Jed Crandall crandall at cs.unm.edu
Tue May 27 14:25:31 PDT 2014


Hi all,

Sorry to jump in awkwardly into this thread without quoting, but I don't
know how else to reply in digest mode.

Regarding MitM attacks, we looked at this a couple of years ago and got
too depressed to continue.  Our campus was forcing people to install a
"policy key" that used Blowfish (i.e., non-symmetric) encryption to
update itself with admin privileges.  This was fixed in a pretty stupid
way that made exploitation still pretty easy, and then finally fixed in
a slightly less stupid (but still pretty stupid) way where the vendor
basically gave all their customers their private key.  Then we took a
look at Java, figuring that it was installed by everyone, everywhere.
It also had a MitM vulnerability in its software updates.  So we
published a workshop paper...
* * *
Required task » In the mailing-list message, swap "thread" for "discussion" and write out the passage starting at "Jed Crandall crandall" and ending at "in digest mode.".

Data listing »
* * *
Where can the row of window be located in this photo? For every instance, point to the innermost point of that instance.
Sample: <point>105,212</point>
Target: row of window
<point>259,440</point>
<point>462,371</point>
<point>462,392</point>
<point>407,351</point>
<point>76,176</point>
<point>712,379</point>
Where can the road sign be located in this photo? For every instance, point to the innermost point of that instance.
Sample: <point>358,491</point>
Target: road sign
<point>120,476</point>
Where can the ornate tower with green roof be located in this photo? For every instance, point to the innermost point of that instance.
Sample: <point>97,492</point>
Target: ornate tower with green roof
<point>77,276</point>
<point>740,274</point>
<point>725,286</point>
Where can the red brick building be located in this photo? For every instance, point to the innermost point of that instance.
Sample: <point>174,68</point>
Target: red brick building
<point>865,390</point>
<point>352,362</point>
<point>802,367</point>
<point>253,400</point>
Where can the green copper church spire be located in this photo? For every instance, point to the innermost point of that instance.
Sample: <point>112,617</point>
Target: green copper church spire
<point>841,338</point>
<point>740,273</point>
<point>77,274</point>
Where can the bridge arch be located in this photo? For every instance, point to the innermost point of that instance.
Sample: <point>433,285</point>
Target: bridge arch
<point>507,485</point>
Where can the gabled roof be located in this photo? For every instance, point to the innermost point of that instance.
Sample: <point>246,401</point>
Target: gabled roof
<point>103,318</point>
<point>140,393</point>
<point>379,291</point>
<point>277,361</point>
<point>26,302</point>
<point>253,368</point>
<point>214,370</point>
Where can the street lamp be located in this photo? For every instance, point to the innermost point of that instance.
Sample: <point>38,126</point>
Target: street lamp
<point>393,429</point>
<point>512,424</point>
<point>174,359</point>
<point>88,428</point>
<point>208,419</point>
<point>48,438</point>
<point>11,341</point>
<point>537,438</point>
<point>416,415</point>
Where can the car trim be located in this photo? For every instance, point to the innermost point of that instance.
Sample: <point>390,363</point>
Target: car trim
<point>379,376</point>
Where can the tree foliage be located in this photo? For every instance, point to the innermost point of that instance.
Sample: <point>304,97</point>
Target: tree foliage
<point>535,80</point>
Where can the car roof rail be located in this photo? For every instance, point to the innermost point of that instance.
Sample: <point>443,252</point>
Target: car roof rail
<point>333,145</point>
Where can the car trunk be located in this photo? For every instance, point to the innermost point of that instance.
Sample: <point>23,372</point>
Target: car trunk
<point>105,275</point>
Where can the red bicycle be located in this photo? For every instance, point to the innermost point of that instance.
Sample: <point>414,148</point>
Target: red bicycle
* * *
Task answer »
Jed Crandall crandall at cs.unm.edu
Tue May 27 14:25:31 PDT 2014


Hi all,

Sorry to jump in awkwardly into this discussion without quoting, but I don't
know how else to reply in digest mode.